• _SET TASK_: Update the records below by replacing every "marker" with "pin" and changing nothing else.

====== PROVIDED INFORMATION

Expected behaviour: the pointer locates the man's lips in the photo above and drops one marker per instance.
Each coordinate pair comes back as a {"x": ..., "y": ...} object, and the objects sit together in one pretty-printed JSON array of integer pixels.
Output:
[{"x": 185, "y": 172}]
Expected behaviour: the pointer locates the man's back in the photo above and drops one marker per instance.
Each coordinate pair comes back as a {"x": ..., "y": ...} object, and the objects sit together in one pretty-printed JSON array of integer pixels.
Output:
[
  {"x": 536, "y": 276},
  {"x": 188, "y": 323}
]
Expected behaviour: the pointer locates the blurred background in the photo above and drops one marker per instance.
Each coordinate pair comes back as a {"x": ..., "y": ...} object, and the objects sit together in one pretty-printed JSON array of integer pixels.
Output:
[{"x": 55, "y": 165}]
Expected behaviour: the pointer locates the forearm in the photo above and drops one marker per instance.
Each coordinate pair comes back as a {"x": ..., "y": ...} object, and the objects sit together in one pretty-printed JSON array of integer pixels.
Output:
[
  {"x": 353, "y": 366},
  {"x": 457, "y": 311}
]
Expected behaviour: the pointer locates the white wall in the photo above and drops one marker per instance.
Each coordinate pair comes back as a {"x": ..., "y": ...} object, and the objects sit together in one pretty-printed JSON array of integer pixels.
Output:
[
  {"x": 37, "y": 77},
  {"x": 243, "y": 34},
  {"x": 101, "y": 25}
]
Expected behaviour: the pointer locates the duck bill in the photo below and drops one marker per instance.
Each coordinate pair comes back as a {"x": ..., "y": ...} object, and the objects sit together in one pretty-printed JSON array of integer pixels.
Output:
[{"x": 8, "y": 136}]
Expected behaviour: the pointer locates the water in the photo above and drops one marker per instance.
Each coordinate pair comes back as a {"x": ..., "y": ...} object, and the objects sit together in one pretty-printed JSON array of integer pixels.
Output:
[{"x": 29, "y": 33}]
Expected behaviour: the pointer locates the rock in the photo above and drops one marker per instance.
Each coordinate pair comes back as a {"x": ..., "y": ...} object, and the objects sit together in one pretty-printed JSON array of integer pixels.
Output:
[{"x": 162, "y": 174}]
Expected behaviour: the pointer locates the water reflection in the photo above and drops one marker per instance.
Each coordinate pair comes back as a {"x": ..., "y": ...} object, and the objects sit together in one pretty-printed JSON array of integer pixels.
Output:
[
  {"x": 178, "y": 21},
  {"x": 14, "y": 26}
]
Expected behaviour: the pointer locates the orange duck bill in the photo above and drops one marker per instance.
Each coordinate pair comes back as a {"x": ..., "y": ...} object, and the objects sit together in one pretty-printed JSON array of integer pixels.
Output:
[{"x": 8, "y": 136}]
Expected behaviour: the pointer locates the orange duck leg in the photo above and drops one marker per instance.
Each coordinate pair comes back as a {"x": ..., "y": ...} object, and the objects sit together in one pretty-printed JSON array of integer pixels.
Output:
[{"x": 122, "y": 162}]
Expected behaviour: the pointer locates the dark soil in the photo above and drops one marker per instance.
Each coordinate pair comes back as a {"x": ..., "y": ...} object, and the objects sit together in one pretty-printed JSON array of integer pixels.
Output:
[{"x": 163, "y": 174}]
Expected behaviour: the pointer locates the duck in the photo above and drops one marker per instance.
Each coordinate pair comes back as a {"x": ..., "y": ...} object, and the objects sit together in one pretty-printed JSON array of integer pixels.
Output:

============

• _FULL SOLUTION_:
Expected behaviour: the pointer locates the man's lips in the photo above and drops one pin per instance.
Each coordinate pair comes back as a {"x": ..., "y": ...} object, and the objects sit together in one pretty-printed JSON array of integer pixels.
Output:
[{"x": 185, "y": 172}]
Expected behaviour: the pointer locates the man's back in the photo above and drops one pin per instance.
Each coordinate pair comes back as a {"x": ..., "y": ...} object, and the objects sit together in one pretty-printed JSON array of integer pixels.
Output:
[
  {"x": 536, "y": 276},
  {"x": 188, "y": 323}
]
Expected behaviour: the pointer locates the blurred background in the photo above and drops one pin per instance.
Each coordinate pair comes back as a {"x": ..., "y": ...} object, and the objects sit together in one pretty-printed JSON array of integer pixels.
Output:
[{"x": 55, "y": 165}]
Expected behaviour: the pointer locates the forearm in the photo above and drops one pin per instance.
Each coordinate pair comes back as a {"x": ..., "y": ...} object, and the objects sit together in one pretty-printed JSON array of integer pixels.
Output:
[
  {"x": 353, "y": 366},
  {"x": 457, "y": 311}
]
Expected behaviour: the pointer locates the white wall in the photo above and drops one pin per instance.
Each coordinate pair comes back as a {"x": ..., "y": ...} object, and the objects sit together in one pretty-printed JSON array of integer pixels.
Output:
[
  {"x": 37, "y": 77},
  {"x": 243, "y": 34},
  {"x": 101, "y": 25}
]
Expected behaviour: the pointer locates the duck bill in the photo below and drops one pin per instance.
Each coordinate pair comes back as a {"x": ..., "y": ...} object, and the objects sit together in one pretty-printed JSON array of integer pixels.
Output:
[{"x": 8, "y": 136}]
Expected behaviour: the pointer locates the water in the photo above and drops one pin per instance.
Each coordinate pair comes back as a {"x": ..., "y": ...} object, and the objects sit together in one pretty-printed JSON array of integer pixels.
Output:
[{"x": 29, "y": 33}]
Expected behaviour: the pointer locates the rock in the photo above and drops one pin per instance.
Each coordinate pair comes back as a {"x": ..., "y": ...} object, and the objects sit together in one pretty-printed JSON array of integer pixels.
Output:
[{"x": 162, "y": 174}]
Expected behaviour: the pointer locates the water reflection in the photo above and drops one pin per instance.
Each coordinate pair comes back as a {"x": ..., "y": ...} object, and the objects sit together in one pretty-printed JSON array of integer pixels.
Output:
[
  {"x": 178, "y": 21},
  {"x": 14, "y": 26}
]
Expected behaviour: the pointer locates the orange duck bill in the photo above and drops one pin per instance.
Each coordinate pair comes back as a {"x": ..., "y": ...} object, and the objects sit together in one pretty-printed JSON array of integer pixels.
Output:
[{"x": 8, "y": 136}]
Expected behaviour: the pointer locates the orange duck leg in the photo above and drops one pin per instance.
Each coordinate pair comes back as a {"x": ..., "y": ...} object, and the objects sit together in one pretty-printed JSON array of integer pixels.
Output:
[{"x": 122, "y": 162}]
Expected behaviour: the pointer locates the dark soil in the photo above and drops one pin per instance.
Each coordinate pair comes back as a {"x": ..., "y": ...} object, and the objects sit together in one pretty-printed JSON array of integer pixels.
Output:
[{"x": 163, "y": 174}]
Expected behaviour: the pointer locates the duck in the photo above and drops one pin per instance.
Each coordinate pair comes back as a {"x": ..., "y": ...} object, and the objects sit together in one pretty-printed JSON array of integer pixels.
Output:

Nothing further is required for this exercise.